### Materials provided:
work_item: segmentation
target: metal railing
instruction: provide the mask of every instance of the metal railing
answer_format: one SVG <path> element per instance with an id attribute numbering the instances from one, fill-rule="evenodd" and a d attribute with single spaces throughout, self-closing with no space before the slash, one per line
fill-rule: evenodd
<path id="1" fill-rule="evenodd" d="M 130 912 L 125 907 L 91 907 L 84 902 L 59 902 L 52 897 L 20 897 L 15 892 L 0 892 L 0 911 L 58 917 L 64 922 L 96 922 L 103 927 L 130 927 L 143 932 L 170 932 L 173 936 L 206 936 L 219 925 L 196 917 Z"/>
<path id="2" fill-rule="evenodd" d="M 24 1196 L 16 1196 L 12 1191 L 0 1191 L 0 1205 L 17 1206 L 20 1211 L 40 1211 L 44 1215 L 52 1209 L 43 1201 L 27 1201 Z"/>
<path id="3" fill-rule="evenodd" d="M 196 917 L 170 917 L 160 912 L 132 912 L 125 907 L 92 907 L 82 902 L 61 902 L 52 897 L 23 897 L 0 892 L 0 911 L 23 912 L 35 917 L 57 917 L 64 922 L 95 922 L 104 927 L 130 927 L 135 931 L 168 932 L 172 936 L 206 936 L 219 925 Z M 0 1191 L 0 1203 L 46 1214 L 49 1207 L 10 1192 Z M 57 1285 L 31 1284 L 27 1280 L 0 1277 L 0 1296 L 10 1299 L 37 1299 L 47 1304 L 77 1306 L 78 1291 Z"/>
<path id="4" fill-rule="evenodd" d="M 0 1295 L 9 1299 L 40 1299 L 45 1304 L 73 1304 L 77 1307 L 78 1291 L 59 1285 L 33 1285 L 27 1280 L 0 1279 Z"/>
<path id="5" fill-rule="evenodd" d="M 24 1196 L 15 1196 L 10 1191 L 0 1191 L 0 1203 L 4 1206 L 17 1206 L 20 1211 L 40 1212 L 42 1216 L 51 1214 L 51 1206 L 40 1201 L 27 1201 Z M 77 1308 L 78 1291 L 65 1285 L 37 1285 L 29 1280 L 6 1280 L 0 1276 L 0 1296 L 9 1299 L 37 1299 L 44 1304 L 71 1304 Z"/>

### What is being asked:
A verbatim copy of every entry is needed.

### Solution to the exercise:
work_item: segmentation
target: metal railing
instruction: provide the mask of every instance of the metal railing
answer_format: one SVG <path> element per instance with an id attribute numbering the instances from one, fill-rule="evenodd" and a d attribute with single spaces throughout, self-closing with no space before the slash, one per line
fill-rule: evenodd
<path id="1" fill-rule="evenodd" d="M 130 912 L 125 907 L 91 907 L 84 902 L 59 902 L 52 897 L 20 897 L 15 892 L 0 892 L 0 911 L 58 917 L 64 922 L 96 922 L 103 927 L 130 927 L 143 932 L 170 932 L 173 936 L 206 936 L 219 925 L 196 917 Z"/>
<path id="2" fill-rule="evenodd" d="M 24 1196 L 16 1196 L 12 1191 L 0 1191 L 0 1205 L 17 1206 L 20 1211 L 40 1211 L 44 1215 L 52 1209 L 43 1201 L 27 1201 Z"/>
<path id="3" fill-rule="evenodd" d="M 196 917 L 170 917 L 160 912 L 132 912 L 125 907 L 92 907 L 82 902 L 61 902 L 52 897 L 23 897 L 0 892 L 0 911 L 23 912 L 35 917 L 57 917 L 64 922 L 95 922 L 104 927 L 130 927 L 135 931 L 168 932 L 172 936 L 206 936 L 219 925 Z M 0 1191 L 0 1203 L 46 1214 L 49 1207 L 10 1192 Z M 57 1285 L 31 1284 L 27 1280 L 0 1277 L 0 1296 L 10 1299 L 37 1299 L 47 1304 L 77 1306 L 78 1291 Z"/>
<path id="4" fill-rule="evenodd" d="M 0 1295 L 9 1299 L 40 1299 L 45 1304 L 73 1304 L 77 1307 L 78 1291 L 59 1285 L 33 1285 L 27 1280 L 0 1279 Z"/>
<path id="5" fill-rule="evenodd" d="M 24 1196 L 15 1196 L 10 1191 L 0 1191 L 0 1203 L 4 1206 L 17 1206 L 20 1211 L 40 1212 L 42 1216 L 51 1214 L 51 1206 L 40 1201 L 27 1201 Z M 77 1308 L 78 1291 L 65 1285 L 37 1285 L 29 1280 L 6 1280 L 0 1276 L 0 1296 L 9 1299 L 37 1299 L 44 1304 L 71 1304 Z"/>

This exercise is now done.